## start EXCERPTED DATA

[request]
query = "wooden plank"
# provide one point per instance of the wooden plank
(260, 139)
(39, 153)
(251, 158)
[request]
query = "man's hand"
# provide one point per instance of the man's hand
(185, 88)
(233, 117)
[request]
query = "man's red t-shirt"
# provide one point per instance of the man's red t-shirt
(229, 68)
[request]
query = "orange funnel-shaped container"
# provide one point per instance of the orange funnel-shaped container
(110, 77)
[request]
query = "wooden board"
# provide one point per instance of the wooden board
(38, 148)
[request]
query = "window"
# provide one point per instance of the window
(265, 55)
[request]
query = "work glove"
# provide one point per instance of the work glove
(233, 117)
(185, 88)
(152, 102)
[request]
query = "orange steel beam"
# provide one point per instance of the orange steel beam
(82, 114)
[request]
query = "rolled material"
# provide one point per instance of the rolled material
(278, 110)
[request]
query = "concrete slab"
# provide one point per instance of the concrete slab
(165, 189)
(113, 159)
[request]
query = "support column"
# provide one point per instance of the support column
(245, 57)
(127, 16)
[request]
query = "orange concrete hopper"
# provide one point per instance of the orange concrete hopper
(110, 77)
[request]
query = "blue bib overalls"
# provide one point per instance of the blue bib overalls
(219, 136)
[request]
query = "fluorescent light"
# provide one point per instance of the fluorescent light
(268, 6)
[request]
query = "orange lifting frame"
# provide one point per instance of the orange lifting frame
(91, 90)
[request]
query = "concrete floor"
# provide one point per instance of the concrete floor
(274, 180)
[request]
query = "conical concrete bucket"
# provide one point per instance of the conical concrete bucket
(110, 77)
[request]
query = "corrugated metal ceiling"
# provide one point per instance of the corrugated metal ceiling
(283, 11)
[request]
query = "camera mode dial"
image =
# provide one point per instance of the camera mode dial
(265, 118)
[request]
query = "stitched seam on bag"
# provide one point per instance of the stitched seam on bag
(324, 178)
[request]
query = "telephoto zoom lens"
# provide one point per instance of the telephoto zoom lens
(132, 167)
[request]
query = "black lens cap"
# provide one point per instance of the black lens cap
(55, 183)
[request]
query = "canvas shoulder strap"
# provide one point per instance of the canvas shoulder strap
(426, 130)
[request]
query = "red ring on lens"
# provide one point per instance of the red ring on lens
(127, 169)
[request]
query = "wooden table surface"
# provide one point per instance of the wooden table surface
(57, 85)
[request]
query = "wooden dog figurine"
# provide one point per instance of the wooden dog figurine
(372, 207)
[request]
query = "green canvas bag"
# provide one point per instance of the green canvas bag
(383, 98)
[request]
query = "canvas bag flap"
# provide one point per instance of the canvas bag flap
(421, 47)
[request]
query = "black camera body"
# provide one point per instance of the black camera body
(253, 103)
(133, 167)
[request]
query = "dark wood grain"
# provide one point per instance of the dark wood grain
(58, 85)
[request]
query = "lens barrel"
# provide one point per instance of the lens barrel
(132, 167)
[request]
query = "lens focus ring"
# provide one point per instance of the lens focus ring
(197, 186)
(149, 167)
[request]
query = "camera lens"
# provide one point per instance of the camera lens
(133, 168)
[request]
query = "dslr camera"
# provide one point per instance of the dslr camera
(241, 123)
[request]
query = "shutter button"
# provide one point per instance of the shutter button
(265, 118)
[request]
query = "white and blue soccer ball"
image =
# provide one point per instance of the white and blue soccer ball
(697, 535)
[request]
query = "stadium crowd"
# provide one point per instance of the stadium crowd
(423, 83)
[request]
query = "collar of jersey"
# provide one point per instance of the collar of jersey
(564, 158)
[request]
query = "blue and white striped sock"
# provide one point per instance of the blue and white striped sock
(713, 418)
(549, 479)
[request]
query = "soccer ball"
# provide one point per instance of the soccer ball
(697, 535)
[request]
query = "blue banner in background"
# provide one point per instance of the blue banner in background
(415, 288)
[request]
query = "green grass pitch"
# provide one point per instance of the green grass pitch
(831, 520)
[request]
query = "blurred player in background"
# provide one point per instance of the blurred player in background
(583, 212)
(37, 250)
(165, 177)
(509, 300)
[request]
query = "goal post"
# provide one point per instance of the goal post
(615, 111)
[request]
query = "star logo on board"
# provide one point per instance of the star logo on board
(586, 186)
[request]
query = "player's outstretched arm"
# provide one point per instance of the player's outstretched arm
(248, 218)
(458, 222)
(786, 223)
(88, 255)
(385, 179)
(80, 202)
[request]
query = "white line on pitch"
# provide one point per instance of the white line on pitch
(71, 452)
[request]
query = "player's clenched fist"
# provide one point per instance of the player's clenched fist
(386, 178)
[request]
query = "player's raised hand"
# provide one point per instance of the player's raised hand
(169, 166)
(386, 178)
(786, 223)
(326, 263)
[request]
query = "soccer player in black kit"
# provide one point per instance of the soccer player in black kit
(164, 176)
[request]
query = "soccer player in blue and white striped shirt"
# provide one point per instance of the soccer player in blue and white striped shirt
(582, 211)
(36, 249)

## end EXCERPTED DATA

▸ WORK TO DO: Your task is to quote the listing above word for word.

▸ TASK RESPONSE:
[request]
query = "wooden plank"
# provide one point per instance of the wooden plank
(260, 139)
(39, 153)
(251, 158)
[request]
query = "man's hand"
# provide one point per instance of the man's hand
(185, 88)
(233, 117)
[request]
query = "man's red t-shirt"
# provide one point per instance of the man's red t-shirt
(229, 68)
[request]
query = "orange funnel-shaped container"
# provide one point per instance of the orange funnel-shaped container
(110, 77)
[request]
query = "wooden board"
# provide one point per instance of the wooden board
(38, 148)
[request]
query = "window"
# provide one point per instance of the window
(265, 55)
[request]
query = "work glove"
# provide one point per instance of the work glove
(233, 117)
(185, 88)
(152, 102)
[request]
query = "orange steel beam"
# provide one point per instance of the orange steel beam
(82, 114)
[request]
query = "rolled material"
# provide one point per instance of the rolled material
(278, 110)
[request]
query = "concrete slab"
# provide one point per instance of the concrete slab
(165, 189)
(113, 159)
[request]
query = "support column"
# provide one point per instance of the support column
(245, 57)
(127, 16)
[request]
query = "orange concrete hopper"
# provide one point per instance of the orange concrete hopper
(110, 77)
[request]
query = "blue bib overalls"
# provide one point per instance of the blue bib overalls
(219, 136)
[request]
query = "fluorescent light"
# provide one point per instance of the fluorescent light
(268, 6)
[request]
query = "orange lifting frame"
# provide one point per instance of the orange lifting frame
(91, 90)
[request]
query = "concrete floor"
# provide one point per instance of the concrete floor
(274, 180)
[request]
query = "conical concrete bucket"
# provide one point per instance of the conical concrete bucket
(110, 77)
[request]
query = "corrugated metal ceiling"
# provide one point per instance of the corrugated metal ceiling
(283, 11)
[request]
query = "camera mode dial"
image =
# provide one point per instance of the camera mode dial
(265, 118)
[request]
query = "stitched seam on bag"
# provide one point per instance of the stitched seam on bag
(324, 178)
[request]
query = "telephoto zoom lens"
# provide one point per instance of the telephoto zoom lens
(132, 167)
[request]
query = "black lens cap"
# provide one point per instance of the black lens cap
(55, 183)
[request]
query = "canvas shoulder strap"
# provide one point per instance of the canvas shoulder strap
(426, 130)
[request]
query = "red ring on lens"
# provide one point per instance of the red ring on lens
(127, 169)
[request]
query = "wooden table surface"
# provide one point per instance of the wooden table surface
(57, 85)
[request]
query = "wooden dog figurine"
# provide one point per instance of the wooden dog figurine
(372, 207)
[request]
query = "green canvas bag"
# provide one point per instance of the green canvas bag
(383, 98)
[request]
query = "canvas bag flap"
# provide one point per instance of the canvas bag flap
(421, 47)
[request]
query = "black camera body"
# provide one point per instance of the black camera body
(253, 103)
(133, 167)
[request]
query = "dark wood grain"
# provide one point per instance of the dark wood grain
(58, 85)
[request]
query = "lens barrel"
# provide one point per instance of the lens barrel
(132, 167)
[request]
query = "lens focus ring"
# provide one point per instance of the lens focus ring
(197, 186)
(149, 167)
[request]
query = "camera lens"
# provide one point per instance of the camera lens
(133, 168)
[request]
query = "dslr camera"
# provide one point per instance of the dslr camera
(241, 123)
[request]
query = "shutter button"
# provide one point per instance of the shutter button
(265, 118)
[request]
query = "white and blue soccer ball"
image =
# provide one point per instance of the white and blue soccer ball
(697, 535)
[request]
query = "stadium crowd"
# provide one point per instance of the stadium crowd
(423, 83)
[request]
query = "collar of jersey"
# provide one point per instance of the collar of jersey
(564, 158)
[request]
query = "blue and white striped sock"
# provide one point per instance of the blue and white striped sock
(713, 418)
(549, 479)
[request]
query = "soccer ball"
# provide one point per instance of the soccer ball
(697, 535)
[request]
query = "blue banner in background"
# provide one point per instance of the blue banner in background
(415, 288)
[request]
query = "green grass pitch"
# provide one point per instance of the green grass pitch
(831, 520)
[request]
query = "blurred player in background"
# provide one point per instance of the blurred player in background
(583, 212)
(37, 250)
(165, 177)
(509, 300)
[request]
query = "goal post"
# provide one point per instance of the goal post
(615, 111)
[request]
query = "star logo on board"
# provide one point per instance of the star logo on board
(586, 186)
[request]
query = "player's outstretched arm"
# provide one point per instance of the player's outstretched arm
(248, 218)
(458, 222)
(786, 223)
(88, 255)
(385, 179)
(80, 202)
[request]
query = "white line on pitch"
# provide one point per instance of the white line on pitch
(71, 452)
[request]
query = "player's clenched fist"
# provide one point per instance of the player's clenched fist
(386, 178)
[request]
query = "player's raised hand"
# provide one point per instance of the player's raised hand
(169, 166)
(386, 178)
(786, 223)
(326, 263)
[request]
query = "soccer player in black kit"
# provide one point per instance of the soccer player in black kit
(164, 176)
[request]
query = "soccer player in blue and white striped shirt"
# provide one point per instance of the soccer player in blue and white striped shirt
(582, 211)
(36, 249)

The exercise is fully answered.